#### [TEKS YANG DITAMPILKAN]
%%
Mula-mula tempo tepuk tangan berjalan pelan, semakin lama tepuk tangan kian cepat dan tiba-tiba berhenti.
Suara tepukan tangan dan hentakan bantal kecil mengiringi syair yang mengalun dari sekelompok laki-laki duduk bersila melingkar, tubuh mereka bergoyang bak menari.
Syair mereka mengisahkan tentang hutan yang luas dan hijau, sumber kehidupan yang tak pernah berhenti memberi.
“Nenggeri linge lues ilen uteun, mu alam ijo kiri urum kuen, ari tuhen, ken sumberen, paru-paru dunia, ama ine..
Makin dele kayu wani uten, tembolon gere mera rede, ulung ijo munyerap karbon kesehatan ku manusie”
Artinya “Luasnya hutan negeri linge dengan alamnya hijau kiri dan kanan, sumber kehidupan dari tuhan, paru-paru dunia.”
“Semakin banyak kayu dalam hutan, mata air yang tak pernah berhenti, daun hijau menyerap karbon, kesehatan untuk manusia.”
Itulah penggalan syair dalam didong yang ditampilkan di panggung Festival Negeri Linge yang berlangsung pada 13-16 Juli 2024. Dengan tema “Asal Linge Awal Serule,” didong dipertandingkan antarkelompok melalui kegiatan didong safari di Umah Pitu Ruang, Desa Buntul Linge, Kecamatan Linge, Aceh Tengah.
Sebanyak tujuh grup peserta tampil menyenandungkan syair dalam bahasa Gayo dengan tema sejarah Linge dan lingkungan hidup. Syair-syair yang dilantunkan mencerminkan erat kaitannya hubungan masyarakat Gayo dengan alam sekitarnya.
Siang itu, antusias warga untuk menyaksikan merdunya alunan syair didong memadati bawah Umah Pitu Ruang. Mereka tampak menikmati setiap bait syair yang diperdengarkan.
Tepuk tangan para pemain didong sangat khas. Posisi telapak tangan saat menepuk melahirkan bunyi yang bervariasi.
%%
#### [TUGAS YANG DIKERJAKAN]
Sambunglah teks tentang didong di Festival Negeri Linge, dimulai tepat setelah kalimat terakhirnya.

#### [REKAMAN DATA]
%%
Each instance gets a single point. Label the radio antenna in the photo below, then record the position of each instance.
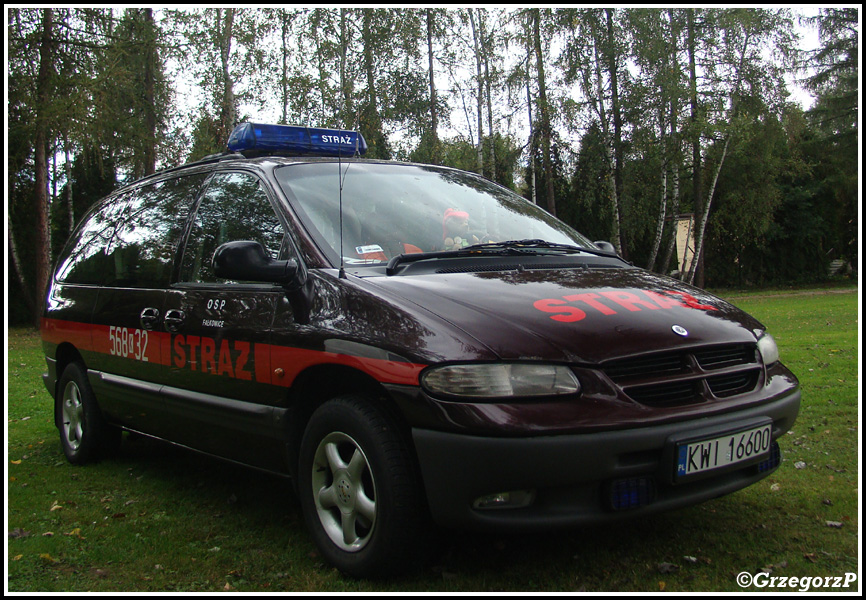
(341, 178)
(340, 181)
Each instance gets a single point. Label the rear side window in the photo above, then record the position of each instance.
(132, 240)
(235, 207)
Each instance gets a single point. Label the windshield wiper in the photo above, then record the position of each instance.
(509, 248)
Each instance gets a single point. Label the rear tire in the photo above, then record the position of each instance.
(84, 434)
(359, 489)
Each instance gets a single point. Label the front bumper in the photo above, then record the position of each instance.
(571, 474)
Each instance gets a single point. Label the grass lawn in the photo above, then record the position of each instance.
(162, 519)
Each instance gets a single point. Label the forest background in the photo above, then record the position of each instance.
(616, 120)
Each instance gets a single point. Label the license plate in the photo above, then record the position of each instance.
(715, 453)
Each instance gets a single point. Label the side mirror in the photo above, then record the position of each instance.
(606, 246)
(248, 261)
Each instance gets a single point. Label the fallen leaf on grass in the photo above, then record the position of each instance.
(18, 532)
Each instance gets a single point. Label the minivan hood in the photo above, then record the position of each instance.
(583, 316)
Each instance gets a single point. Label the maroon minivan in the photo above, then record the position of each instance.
(410, 344)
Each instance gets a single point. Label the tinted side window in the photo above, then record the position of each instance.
(86, 261)
(235, 207)
(131, 242)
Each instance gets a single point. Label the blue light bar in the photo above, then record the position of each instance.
(257, 139)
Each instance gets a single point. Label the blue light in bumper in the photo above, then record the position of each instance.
(774, 460)
(258, 138)
(631, 493)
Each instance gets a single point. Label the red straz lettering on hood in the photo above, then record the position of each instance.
(576, 307)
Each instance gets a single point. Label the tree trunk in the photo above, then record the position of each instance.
(544, 109)
(149, 93)
(697, 167)
(40, 198)
(228, 116)
(480, 94)
(434, 117)
(617, 127)
(660, 223)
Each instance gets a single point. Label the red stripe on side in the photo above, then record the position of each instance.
(155, 347)
(295, 360)
(56, 331)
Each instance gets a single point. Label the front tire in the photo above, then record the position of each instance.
(359, 489)
(84, 434)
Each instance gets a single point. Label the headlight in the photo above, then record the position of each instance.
(501, 380)
(768, 349)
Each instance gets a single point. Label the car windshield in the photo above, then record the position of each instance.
(393, 209)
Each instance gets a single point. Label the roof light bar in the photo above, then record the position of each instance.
(257, 139)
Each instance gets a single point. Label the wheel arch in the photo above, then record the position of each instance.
(318, 384)
(64, 355)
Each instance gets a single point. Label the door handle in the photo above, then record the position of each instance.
(148, 318)
(174, 319)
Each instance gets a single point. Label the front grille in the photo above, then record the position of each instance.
(725, 386)
(670, 379)
(726, 356)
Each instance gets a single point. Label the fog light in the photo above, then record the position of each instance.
(631, 493)
(774, 460)
(514, 499)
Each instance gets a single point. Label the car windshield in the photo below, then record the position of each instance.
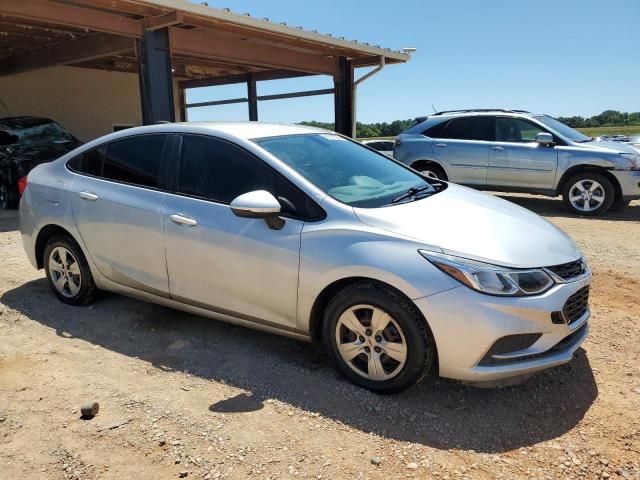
(39, 131)
(346, 170)
(564, 130)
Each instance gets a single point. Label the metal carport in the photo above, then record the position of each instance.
(175, 45)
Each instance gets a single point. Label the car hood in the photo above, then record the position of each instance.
(30, 155)
(466, 223)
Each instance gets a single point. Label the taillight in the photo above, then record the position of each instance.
(22, 184)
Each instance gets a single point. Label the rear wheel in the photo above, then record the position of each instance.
(588, 193)
(68, 272)
(377, 338)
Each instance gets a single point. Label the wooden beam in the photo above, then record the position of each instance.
(122, 6)
(306, 93)
(72, 16)
(252, 93)
(219, 46)
(243, 78)
(217, 102)
(162, 21)
(73, 51)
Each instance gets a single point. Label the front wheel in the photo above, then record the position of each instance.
(377, 338)
(68, 272)
(8, 196)
(588, 193)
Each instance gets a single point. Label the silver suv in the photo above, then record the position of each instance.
(516, 151)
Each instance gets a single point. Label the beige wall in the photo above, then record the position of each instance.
(87, 102)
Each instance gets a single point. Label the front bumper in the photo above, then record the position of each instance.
(629, 183)
(466, 324)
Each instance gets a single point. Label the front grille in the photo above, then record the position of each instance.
(576, 305)
(567, 271)
(509, 344)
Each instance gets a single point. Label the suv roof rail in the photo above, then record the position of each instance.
(470, 110)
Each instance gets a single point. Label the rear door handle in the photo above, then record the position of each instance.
(182, 219)
(92, 197)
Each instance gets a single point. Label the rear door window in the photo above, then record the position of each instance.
(135, 160)
(89, 162)
(516, 130)
(468, 128)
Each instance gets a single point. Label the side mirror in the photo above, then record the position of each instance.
(258, 204)
(544, 138)
(7, 138)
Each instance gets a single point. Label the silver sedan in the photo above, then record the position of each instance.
(306, 233)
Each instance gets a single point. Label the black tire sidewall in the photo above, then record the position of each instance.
(87, 288)
(607, 185)
(420, 346)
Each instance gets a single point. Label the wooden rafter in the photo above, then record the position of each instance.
(218, 46)
(73, 51)
(71, 15)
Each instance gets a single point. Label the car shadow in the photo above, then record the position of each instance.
(438, 413)
(554, 207)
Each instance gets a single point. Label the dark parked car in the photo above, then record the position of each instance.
(24, 143)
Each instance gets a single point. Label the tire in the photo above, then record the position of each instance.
(71, 280)
(405, 331)
(8, 196)
(432, 171)
(588, 193)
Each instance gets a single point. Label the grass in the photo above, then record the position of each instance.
(597, 131)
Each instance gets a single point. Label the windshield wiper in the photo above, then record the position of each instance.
(412, 192)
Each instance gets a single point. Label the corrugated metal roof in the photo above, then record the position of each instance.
(246, 20)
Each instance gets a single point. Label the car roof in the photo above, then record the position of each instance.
(244, 130)
(488, 111)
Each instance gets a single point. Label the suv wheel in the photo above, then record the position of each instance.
(68, 272)
(377, 338)
(588, 193)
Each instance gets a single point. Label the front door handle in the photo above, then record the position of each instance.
(92, 197)
(182, 219)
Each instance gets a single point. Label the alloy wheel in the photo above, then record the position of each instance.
(65, 272)
(371, 342)
(586, 195)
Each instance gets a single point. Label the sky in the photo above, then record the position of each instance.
(561, 57)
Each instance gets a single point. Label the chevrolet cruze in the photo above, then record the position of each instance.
(306, 233)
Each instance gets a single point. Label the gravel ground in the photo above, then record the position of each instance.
(183, 396)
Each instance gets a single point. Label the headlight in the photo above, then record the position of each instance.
(491, 279)
(632, 159)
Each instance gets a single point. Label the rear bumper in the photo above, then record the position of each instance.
(629, 183)
(466, 324)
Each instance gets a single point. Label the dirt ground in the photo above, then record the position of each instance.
(183, 396)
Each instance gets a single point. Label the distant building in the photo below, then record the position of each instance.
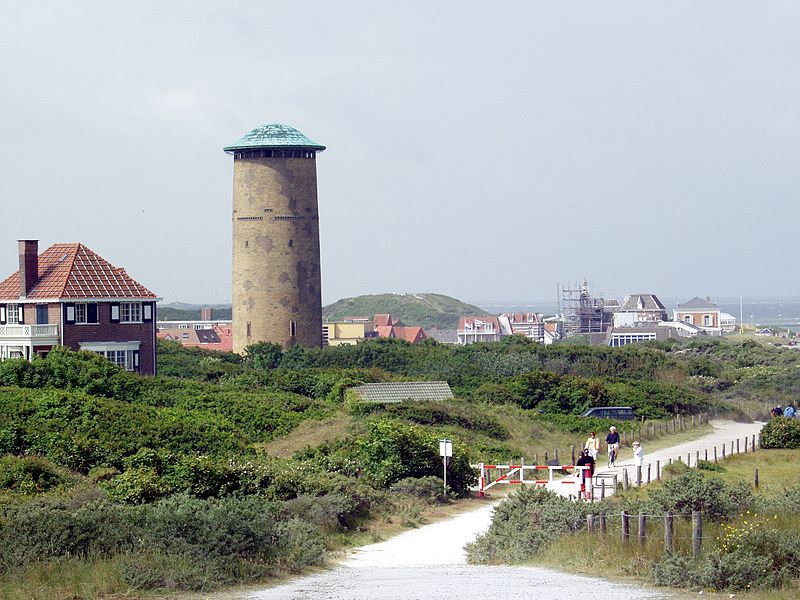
(622, 336)
(705, 315)
(345, 333)
(71, 296)
(355, 329)
(201, 334)
(528, 324)
(473, 329)
(640, 310)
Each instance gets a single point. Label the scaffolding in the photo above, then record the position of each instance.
(583, 313)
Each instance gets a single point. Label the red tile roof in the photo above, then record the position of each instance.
(384, 320)
(75, 271)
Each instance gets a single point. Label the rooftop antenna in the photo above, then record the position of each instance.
(741, 317)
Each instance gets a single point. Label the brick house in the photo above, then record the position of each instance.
(71, 296)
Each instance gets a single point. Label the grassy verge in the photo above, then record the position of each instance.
(608, 556)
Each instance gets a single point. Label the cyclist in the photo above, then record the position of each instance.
(612, 441)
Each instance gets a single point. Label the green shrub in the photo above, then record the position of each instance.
(388, 451)
(523, 523)
(749, 556)
(781, 432)
(674, 469)
(429, 488)
(137, 486)
(29, 475)
(707, 465)
(693, 490)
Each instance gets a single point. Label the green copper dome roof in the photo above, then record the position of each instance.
(273, 135)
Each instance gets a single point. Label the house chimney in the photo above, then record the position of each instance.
(28, 266)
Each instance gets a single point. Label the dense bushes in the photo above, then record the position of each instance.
(694, 490)
(387, 451)
(750, 555)
(781, 432)
(217, 541)
(523, 523)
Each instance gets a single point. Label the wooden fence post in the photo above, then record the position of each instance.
(697, 533)
(642, 528)
(626, 526)
(668, 530)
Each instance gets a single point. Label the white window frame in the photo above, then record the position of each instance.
(81, 319)
(12, 314)
(129, 310)
(120, 353)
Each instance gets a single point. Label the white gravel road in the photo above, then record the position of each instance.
(430, 562)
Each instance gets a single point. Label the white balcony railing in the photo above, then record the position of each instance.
(29, 331)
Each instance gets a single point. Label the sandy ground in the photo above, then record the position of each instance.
(430, 562)
(724, 432)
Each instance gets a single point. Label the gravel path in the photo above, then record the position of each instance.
(430, 562)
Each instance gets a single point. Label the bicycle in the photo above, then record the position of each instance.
(612, 455)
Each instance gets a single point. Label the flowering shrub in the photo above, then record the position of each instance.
(781, 432)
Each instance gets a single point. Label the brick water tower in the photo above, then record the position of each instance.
(276, 261)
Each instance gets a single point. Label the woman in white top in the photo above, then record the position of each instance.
(638, 454)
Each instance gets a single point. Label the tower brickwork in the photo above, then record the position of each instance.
(276, 256)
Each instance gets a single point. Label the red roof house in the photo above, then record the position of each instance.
(71, 296)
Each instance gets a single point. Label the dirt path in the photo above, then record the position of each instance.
(430, 562)
(724, 432)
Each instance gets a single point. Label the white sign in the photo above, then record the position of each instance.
(446, 448)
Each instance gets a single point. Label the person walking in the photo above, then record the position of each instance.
(612, 441)
(638, 454)
(592, 445)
%%
#### [HASIL TUGAS]
Mula-mula tempo tepuk tangan berjalan pelan, semakin lama tepuk tangan kian cepat dan tiba-tiba berhenti. Penonton pun terenyak, lalu disambut tepuk tangan dan siulan penyemangat.
Didong, seni tradisional dari dataran tinggi Gayo, Aceh, tak pernah absen dalam setiap perayaan, seperti pesta pernikahan dan syukuran.
Seni ini menjadi pengikat sesama orang Gayo dan menjadi bagian dari warisan budaya tak benda yang diakui UNESCO.
Budayawan Gayo dan akademisi, Salman Yoga, yang juga menulis penelitian tentang didong, menyampaikan segala sesuatu yang terjadi dan menjadi bagian dari dinamika masyarakatnya kerap ditumpahkan dalam seni Didong.
“Syair-syair didong banyak bercerita tentang sejarah, adat budaya masyarakat, keagamaan, suri tauladan, bahkan cerita percintaan, legenda, dan mitos yang berkembang dalam masyarakat,” ungkap Salman.
Seni ini berfungsi sebagai media komunikasi, pendidikan massa, kritik sosial, politik, ekonomi, budaya, agama, dan persoalan-persoalan kemanusiaan, pertanian, serta rumah tangga.
Didong selalu menjadi hiburan yang tak pernah tergerus oleh perkembangan zaman. Bahkan, remaja-remaja Gayo dengan bangga menjadi bagian dari grup didong.
Rizky, (28) salah satu peserta didong, turun dari panggung dengan wajah berseri-seri. Percaya diri setelah menampilkan yang terbaik, ia yakin bisa menjadi juara. Namun, keputusan ada pada dewan juri yang terdiri dari para seniman didong senior.
Menuurt Rizky, seni didong bukan sekadar hiburan, tetapi juga bagian dari dakwah yang mempererat silaturahmi antarmanusia.
“Dengan didong, kami tidak hanya melestarikan warisan budaya, tetapi juga menyuarakan keprihatinan dan harapan tentang lingkungan hidup serta keberlanjutan alam yang kami cintai,” ujarnya.
Menurutnya, festival Negeri Linge kali ini tidak hanya menjadi ajang kompetisi, tetapi juga refleksi bersama tentang pentingnya menjaga harmoni antara manusia dan alam. (*)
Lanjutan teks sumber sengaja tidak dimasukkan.